What is being asked: Copy word for word every line from the one holding "I'm trying to find the hazy" through the last line, both included. Leave the pictures out.

[Dataset extracts with box labels]
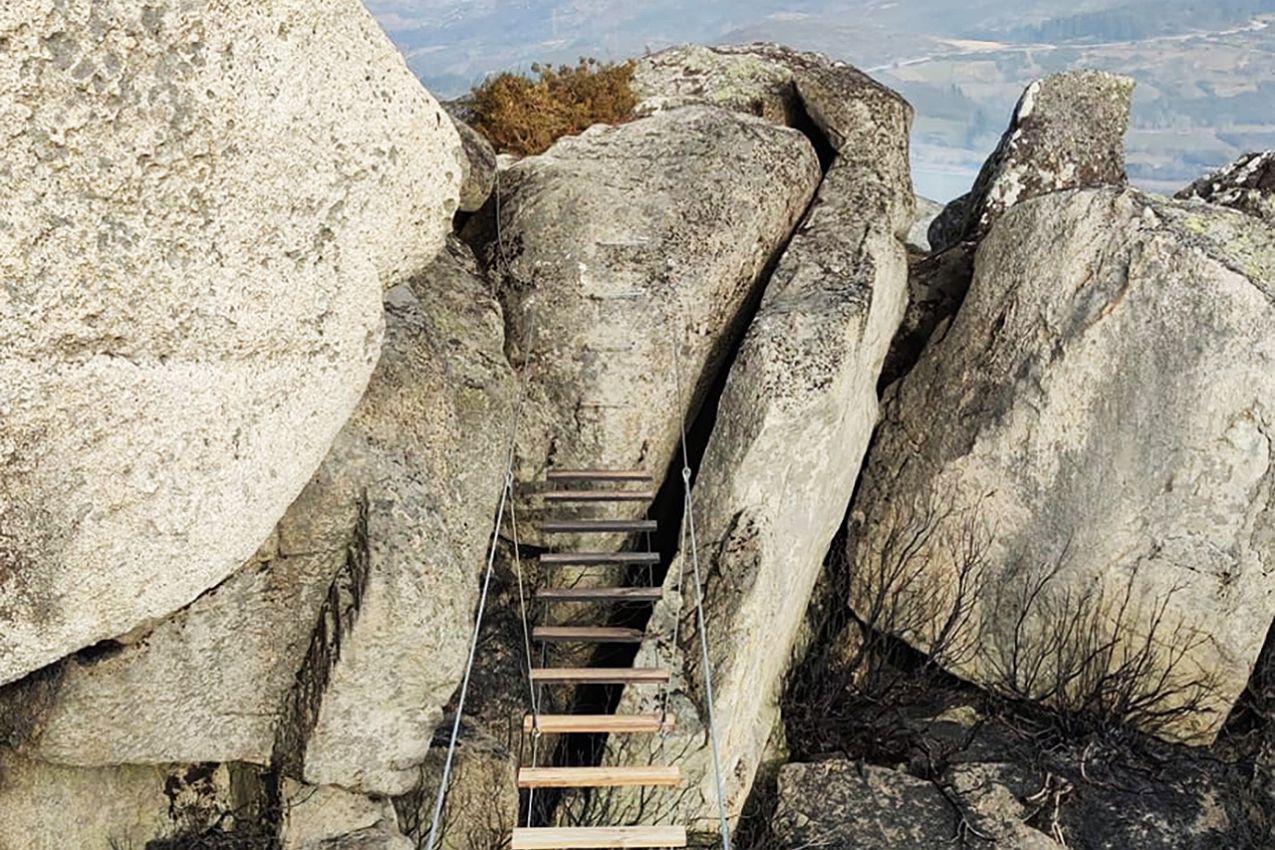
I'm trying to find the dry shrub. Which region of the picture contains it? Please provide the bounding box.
[470,59,638,155]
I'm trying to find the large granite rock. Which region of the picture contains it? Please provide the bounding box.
[0,0,460,682]
[849,190,1275,742]
[929,71,1133,251]
[303,240,514,795]
[279,780,416,850]
[771,761,958,850]
[0,748,264,850]
[467,106,820,542]
[602,51,914,822]
[1176,150,1275,224]
[0,240,513,794]
[453,117,496,213]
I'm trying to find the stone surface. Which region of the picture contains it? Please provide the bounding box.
[467,106,820,542]
[0,240,513,794]
[0,0,460,682]
[1176,150,1275,224]
[773,761,956,850]
[453,119,496,213]
[279,780,416,850]
[17,542,346,766]
[848,190,1275,743]
[603,58,914,822]
[303,240,514,795]
[881,242,974,385]
[929,70,1133,251]
[0,748,254,850]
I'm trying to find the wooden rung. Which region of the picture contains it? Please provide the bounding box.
[532,666,668,684]
[510,826,686,850]
[544,489,655,502]
[544,469,650,482]
[541,552,659,567]
[532,626,644,644]
[518,765,682,788]
[539,520,655,534]
[536,587,664,601]
[523,714,677,735]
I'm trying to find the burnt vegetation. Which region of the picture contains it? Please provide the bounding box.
[469,59,638,155]
[738,497,1275,850]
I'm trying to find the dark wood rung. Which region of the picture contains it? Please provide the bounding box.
[539,520,657,534]
[518,765,682,788]
[536,587,664,601]
[532,626,645,644]
[532,666,668,684]
[541,552,659,567]
[510,826,686,850]
[544,469,652,482]
[544,489,655,502]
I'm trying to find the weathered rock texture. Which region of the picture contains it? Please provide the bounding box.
[849,190,1275,742]
[1176,150,1275,224]
[468,106,820,542]
[929,71,1133,251]
[303,240,514,795]
[453,119,496,213]
[8,240,513,794]
[279,781,416,850]
[0,749,261,850]
[0,0,460,682]
[773,761,956,850]
[606,50,914,822]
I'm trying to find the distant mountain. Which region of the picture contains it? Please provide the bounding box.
[368,0,1275,199]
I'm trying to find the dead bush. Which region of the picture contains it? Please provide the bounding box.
[469,59,638,155]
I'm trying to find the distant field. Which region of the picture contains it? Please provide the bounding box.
[368,0,1275,200]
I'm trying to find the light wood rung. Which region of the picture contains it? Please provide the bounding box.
[544,469,652,482]
[518,765,682,788]
[523,714,677,735]
[539,552,659,567]
[544,489,655,502]
[539,520,657,534]
[536,587,664,601]
[511,826,686,850]
[532,626,644,644]
[532,666,668,684]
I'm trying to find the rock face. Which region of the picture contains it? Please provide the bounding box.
[0,0,460,683]
[1176,150,1275,223]
[0,751,259,850]
[467,101,820,537]
[929,71,1133,251]
[849,190,1275,742]
[453,117,496,213]
[604,50,914,822]
[303,240,514,795]
[10,240,513,794]
[279,781,416,850]
[773,761,958,850]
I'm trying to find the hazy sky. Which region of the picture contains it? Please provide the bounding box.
[366,0,1275,200]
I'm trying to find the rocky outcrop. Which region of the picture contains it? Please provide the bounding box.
[451,117,496,213]
[1176,150,1275,223]
[0,0,460,683]
[467,106,820,542]
[279,781,416,850]
[603,46,914,822]
[8,240,513,795]
[849,190,1275,743]
[303,240,514,795]
[0,749,264,850]
[929,71,1133,251]
[771,761,969,850]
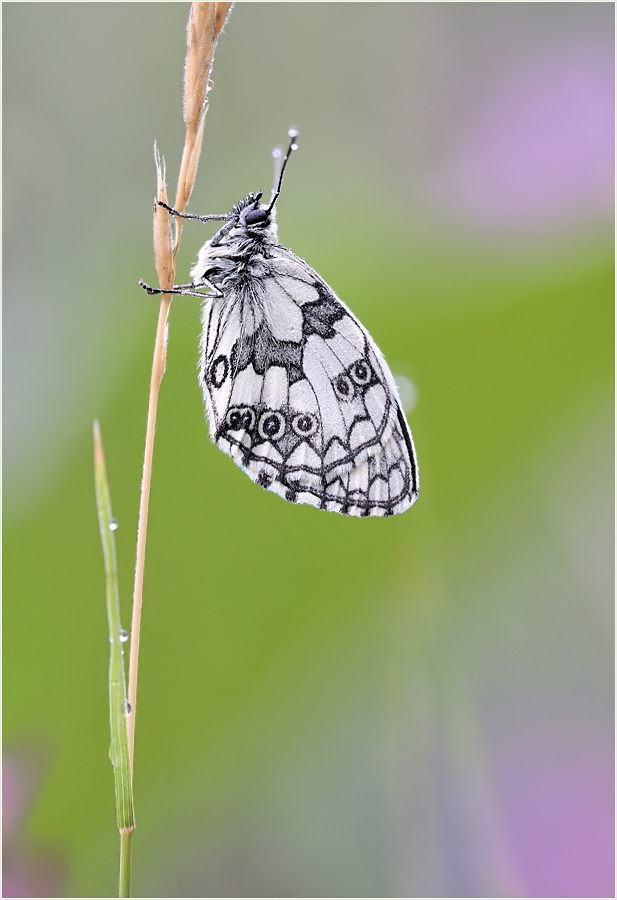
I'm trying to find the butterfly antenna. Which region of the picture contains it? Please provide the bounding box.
[267,128,298,213]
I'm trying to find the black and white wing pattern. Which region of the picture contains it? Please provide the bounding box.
[200,250,419,516]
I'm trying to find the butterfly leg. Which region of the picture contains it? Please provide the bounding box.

Complete answer:
I'm trying to find the hazy sky. Which region of the picture contains it? Please provide the bounding box.
[366,0,1275,200]
I'm trying to find the rocky outcrop. Which region of the picture contains it? Please provide the bounding box.
[451,117,496,213]
[1176,150,1275,223]
[0,0,460,683]
[467,106,820,542]
[279,781,416,850]
[603,46,914,822]
[8,240,513,795]
[849,190,1275,743]
[303,240,514,795]
[0,749,264,850]
[929,71,1133,251]
[771,761,969,850]
I'm trying to find the butterfly antenna. Which region of the picture contains it? Please provide the bounding box.
[267,128,298,213]
I'm trying to find the black and white wing pattern. Which region of the picture contains it? Please provide the bounding box.
[200,250,419,516]
I'm trying to find the butterfly leg. Which region of the picture contains it? Please provide the bounding box.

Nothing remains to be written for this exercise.